> **EXTRACT PROVIDED**
Thursday, May 29, 2008

Making Yarn While the Sun Shines

There's nothing like a warm, sunny day to make me want to pile a heap of wool in my lap and treadle away! I have a lovely little spot out on the patio with cushy chairs and a big market umbrella to keep the sun out of my eyes. Add a little music and away I go.

My hard work chasing the creepy-crawlies off the crab apple tree payed off this week with a lovely bloom on the tree, which in turn has led to an increase in bee traffic through the yard. This, combined with a great deal of pondering upon the topic of what I will be teaching at Olds in less than a month (!!), led to this yarn on Tuesday...

...Beez! The yarn is 60 yards of sportweight, 16 wpi or so, with, well, bees. The bees were made by inserting patches of yellow into one singles, then plying as a cloud or knot yarn whenever I came up to one of those patches. The whole exercise amused me greatly, and I'm pretty happy with the yarn, though I tend to find most novelty yarns fairly useless for knitting. Still, it gave me lots of pretty pictures...
...and added to the bee population in the crab apple tree! And I foresee a hilarious hat in my future.

I've also gotten the self-striping yarn that I was working on. I started out by laying out merino top in a color pattern...

> **DATA SUPPLIED**
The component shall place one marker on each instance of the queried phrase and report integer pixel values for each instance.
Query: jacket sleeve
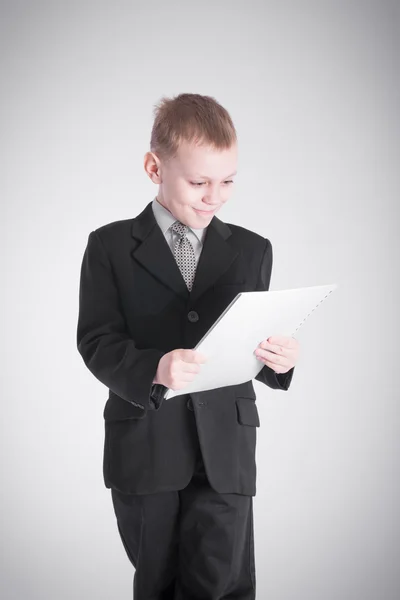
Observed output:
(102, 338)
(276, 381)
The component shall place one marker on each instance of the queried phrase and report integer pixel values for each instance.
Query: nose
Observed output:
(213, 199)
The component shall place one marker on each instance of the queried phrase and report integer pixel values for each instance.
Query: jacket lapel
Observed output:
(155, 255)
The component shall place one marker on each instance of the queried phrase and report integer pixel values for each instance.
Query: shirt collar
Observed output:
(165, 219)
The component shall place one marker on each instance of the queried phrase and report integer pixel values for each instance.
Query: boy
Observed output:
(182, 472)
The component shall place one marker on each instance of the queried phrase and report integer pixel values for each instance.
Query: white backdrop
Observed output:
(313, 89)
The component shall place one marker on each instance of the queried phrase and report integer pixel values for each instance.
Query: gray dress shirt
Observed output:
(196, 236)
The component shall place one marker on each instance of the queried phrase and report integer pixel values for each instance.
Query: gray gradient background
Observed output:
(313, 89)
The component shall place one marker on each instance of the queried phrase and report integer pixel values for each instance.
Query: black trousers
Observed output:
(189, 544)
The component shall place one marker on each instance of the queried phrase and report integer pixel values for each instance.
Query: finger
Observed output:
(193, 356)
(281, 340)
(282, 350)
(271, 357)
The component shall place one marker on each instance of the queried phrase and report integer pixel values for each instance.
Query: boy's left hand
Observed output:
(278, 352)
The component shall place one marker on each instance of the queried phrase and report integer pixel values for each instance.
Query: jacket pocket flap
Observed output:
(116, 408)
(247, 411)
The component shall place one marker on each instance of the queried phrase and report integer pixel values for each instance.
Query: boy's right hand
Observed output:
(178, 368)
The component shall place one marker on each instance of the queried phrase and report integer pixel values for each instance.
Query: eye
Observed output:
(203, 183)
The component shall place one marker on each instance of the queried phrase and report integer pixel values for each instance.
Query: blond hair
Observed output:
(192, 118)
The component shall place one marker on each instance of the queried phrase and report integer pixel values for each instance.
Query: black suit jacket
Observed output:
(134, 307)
...
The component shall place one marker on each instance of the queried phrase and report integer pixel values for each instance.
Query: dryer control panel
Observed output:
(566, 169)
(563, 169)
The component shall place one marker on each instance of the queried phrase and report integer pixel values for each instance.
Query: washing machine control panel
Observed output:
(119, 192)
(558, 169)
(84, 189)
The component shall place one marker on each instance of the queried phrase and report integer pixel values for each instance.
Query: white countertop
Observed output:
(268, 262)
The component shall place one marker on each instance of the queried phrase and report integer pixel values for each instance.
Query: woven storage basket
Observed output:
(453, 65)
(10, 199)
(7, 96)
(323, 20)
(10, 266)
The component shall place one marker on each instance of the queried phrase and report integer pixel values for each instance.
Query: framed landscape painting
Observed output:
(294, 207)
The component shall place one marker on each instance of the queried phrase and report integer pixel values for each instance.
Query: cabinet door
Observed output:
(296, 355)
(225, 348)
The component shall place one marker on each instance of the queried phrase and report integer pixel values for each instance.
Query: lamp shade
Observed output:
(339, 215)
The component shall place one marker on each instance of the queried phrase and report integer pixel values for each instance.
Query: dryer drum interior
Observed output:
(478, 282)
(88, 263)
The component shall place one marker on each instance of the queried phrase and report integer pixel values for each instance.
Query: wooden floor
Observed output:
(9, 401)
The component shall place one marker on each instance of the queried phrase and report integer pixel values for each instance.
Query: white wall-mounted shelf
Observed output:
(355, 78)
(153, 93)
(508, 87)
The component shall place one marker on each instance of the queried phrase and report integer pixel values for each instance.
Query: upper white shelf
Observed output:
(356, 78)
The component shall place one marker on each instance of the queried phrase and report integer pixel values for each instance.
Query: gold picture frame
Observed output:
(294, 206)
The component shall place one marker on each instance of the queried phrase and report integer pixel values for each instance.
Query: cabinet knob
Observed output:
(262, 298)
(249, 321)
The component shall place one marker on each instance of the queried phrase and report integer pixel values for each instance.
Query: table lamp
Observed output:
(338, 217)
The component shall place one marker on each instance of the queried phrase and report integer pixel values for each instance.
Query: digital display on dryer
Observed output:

> **ACTIONS TO TAKE**
1/ Write out the passage of the yarn-spinning post that begins at the words "Thursday, May 29, 2008" and ends after the words "yarn on Tuesday...".
2/ According to the yarn-spinning post, how many yards long is the bee yarn?
3/ Decide whether each statement agrees with the yarn-spinning post, and give the deciding words for each: (a) The patio spot has a market umbrella. (b) The writer considers most novelty yarns very useful for knitting. (c) The self-striping yarn was begun by laying out merino top in a color pattern.
The records have no connection to the yarn-spinning post.

> **WRITTEN RESPONSES**
1/
Thursday, May 29, 2008

Making Yarn While the Sun Shines

There's nothing like a warm, sunny day to make me want to pile a heap of wool in my lap and treadle away! I have a lovely little spot out on the patio with cushy chairs and a big market umbrella to keep the sun out of my eyes. Add a little music and away I go.

My hard work chasing the creepy-crawlies off the crab apple tree payed off this week with a lovely bloom on the tree, which in turn has led to an increase in bee traffic through the yard. This, combined with a great deal of pondering upon the topic of what I will be teaching at Olds in less than a month (!!), led to this yarn on Tuesday...

2/ The bee yarn is 60 yards of sportweight.

3/
(a) Yes: "a big market umbrella to keep the sun out of my eyes"
(b) No: "I tend to find most novelty yarns fairly useless for knitting"
(c) Yes: "I started out by laying out merino top in a color pattern"